**ИЗВЛЕЧЁННЫЙ ТЕКСТ:**
══════

В течение одного дня — с утра и до полуночи — полностью решается судьба человека, банковского кассира, которому исполнилось пятьдесят лет. У него есть жена и дети, но, увидев в одно прекрасное утро розовую, надушенную женскую руку, протянувшую в крошечное окно кассы чек, кассир осознал всю неприглядность своей тоскливой жизни и принял решение уйти на поиски неизведанного. Он украл из кассы 60 тысяч франков, воображая, что теперь-то все изменится в его существовании и он сможет жить так же, как другие, — покупать женщин, любовь, опьянение, красоту жизни. Он посещает танцы, бывает в барах, фланирует по улицам, швыряет деньгами всюду где может, но нигде не обретает желанного наслаждения: жизнь не прекрасна, люди глупы и злы — жить бессмысленно.

Все события развиваются в лихорадочной атмосфере. И вот приходит талантливый и молодой режиссер Карл Хайнц Мартин… ему нравится сюжет будущего фильма, он схватывает его, окружает себя лучшими художниками, живущими в его городе, и создает лучший экспрессионистский и кубистический фильм, то есть все пейзажи, все предметы неестественно увеличены или уменьшены в соответствии с идеей каждой сцены. Мир видится глазами галлюцинирующего кассира: мебель в банке начинает качаться из стороны в сторону, улицы пролегают поперек, люди принимаются орать, точно в безумии, — словом, во всем отражается душа героя, во все перевоплощается — в предметы, в формы, во внутреннюю атмосферу фильма.

Только фильм мог передать это новое выражение жизни, где и люди и вещи живут, неотделимые друг от друга, в особом, рваном ритме; только фильм мог свести образ целого мира к образу жалкого горемыки, ищущего вне себя то, чего не было в нем самом».

══════

**ПРЕДОСТАВЛЕННЫЕ ЗАПИСИ:**
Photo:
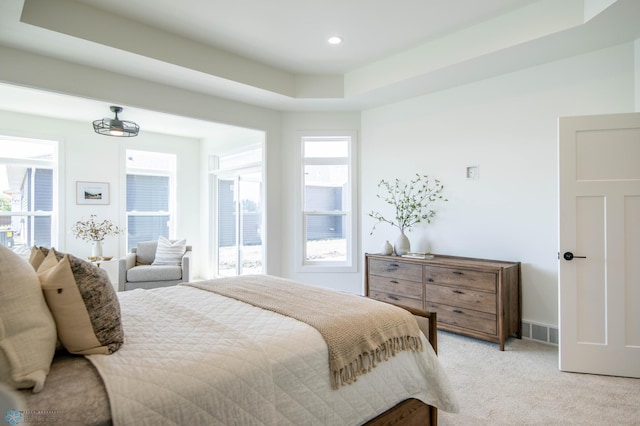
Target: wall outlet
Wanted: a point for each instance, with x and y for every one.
(472, 172)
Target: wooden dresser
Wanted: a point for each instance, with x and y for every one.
(476, 297)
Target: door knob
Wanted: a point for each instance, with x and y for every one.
(569, 256)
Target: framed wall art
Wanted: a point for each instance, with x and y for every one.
(92, 192)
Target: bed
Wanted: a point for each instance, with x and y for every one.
(193, 355)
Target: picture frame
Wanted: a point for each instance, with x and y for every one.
(92, 193)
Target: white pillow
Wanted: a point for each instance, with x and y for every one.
(169, 252)
(27, 328)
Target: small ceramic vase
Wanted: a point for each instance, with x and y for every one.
(387, 248)
(402, 245)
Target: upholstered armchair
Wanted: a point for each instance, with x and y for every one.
(140, 268)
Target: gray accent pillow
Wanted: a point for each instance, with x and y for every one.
(169, 252)
(146, 252)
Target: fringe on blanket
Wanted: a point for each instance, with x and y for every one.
(368, 360)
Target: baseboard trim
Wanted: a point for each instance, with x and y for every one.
(540, 332)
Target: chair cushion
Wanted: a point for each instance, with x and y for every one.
(27, 328)
(169, 252)
(154, 273)
(146, 252)
(84, 304)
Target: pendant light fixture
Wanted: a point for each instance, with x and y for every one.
(116, 127)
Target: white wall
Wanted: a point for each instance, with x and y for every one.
(507, 126)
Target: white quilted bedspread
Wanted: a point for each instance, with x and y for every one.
(194, 357)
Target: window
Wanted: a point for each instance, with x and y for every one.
(150, 192)
(327, 201)
(28, 189)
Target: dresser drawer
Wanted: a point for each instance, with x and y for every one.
(461, 297)
(398, 270)
(406, 288)
(478, 280)
(465, 318)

══════

**ЗАДАНИЕ 1:** Перечислите всё, что, согласно тексту о фильме, кассир надеялся покупать после кражи.
**ЗАДАНИЕ 2:** Воспроизведите без изменений фрагмент текста о фильме, начиная со слов «Все события развиваются» и заканчивая словами «внутреннюю атмосферу фильма.» включительно.
**ЗАДАНИЕ 3:** Напишите продолжение текста о фильме Карла Хайнца Мартина, начиная сразу после его последнего предложения.
Приведённые записи для работы не потребуются.

**ОТВЕТ НА ЗАДАНИЕ 1:** женщин, любовь, опьянение, красоту жизни

**ОТВЕТ НА ЗАДАНИЕ 2:**
Все события развиваются в лихорадочной атмосфере. И вот приходит талантливый и молодой режиссер Карл Хайнц Мартин… ему нравится сюжет будущего фильма, он схватывает его, окружает себя лучшими художниками, живущими в его городе, и создает лучший экспрессионистский и кубистический фильм, то есть все пейзажи, все предметы неестественно увеличены или уменьшены в соответствии с идеей каждой сцены. Мир видится глазами галлюцинирующего кассира: мебель в банке начинает качаться из стороны в сторону, улицы пролегают поперек, люди принимаются орать, точно в безумии, — словом, во всем отражается душа героя, во все перевоплощается — в предметы, в формы, во внутреннюю атмосферу фильма.

**ОТВЕТ НА ЗАДАНИЕ 3:**
Рудольф Куртц писал по поводу этого фильма:

«Архитектор Неппах [299]выполнил оформление в чернобелой гамме: фигуры, персонажи, декорации интерьеров — все концентрировалось на достижении графического эффекта, на движении линий и поверхностей, на противопоставлении светлого и темного.

Дорога в ночи, например, вилась белой змеей, проложенной по темной поверхности; на первом плане — дерево с раскидистыми ветвями. Оператор Хофман снимал материал, исходя из чисто живописных принципов: фигуры лишались своей органической формы и сливались с целым, растворялись в рукотворном пространстве. Однако движения людей, непохожие на человеческие, не позволяли зрителям понять происходящее; зрители видели только гримасы и ужимки и потому чувствовали себя посторонними наблюдателями» [300].

В берлинском «Фильм-блэттер» (№ 52 за 1966 год) читаем:

«Слава «Калигари» бледнеет при сравнении с фильмом «С утра до полуночи», который заслуживает значительно более пристального внимания, чем ему до сих пор уделяли. Это единственная экспрессионистская картина, тема которой никак не привязана к иррациональному и малопонятному словесному шлаку. Нельзя не видеть и социальные цели фильма».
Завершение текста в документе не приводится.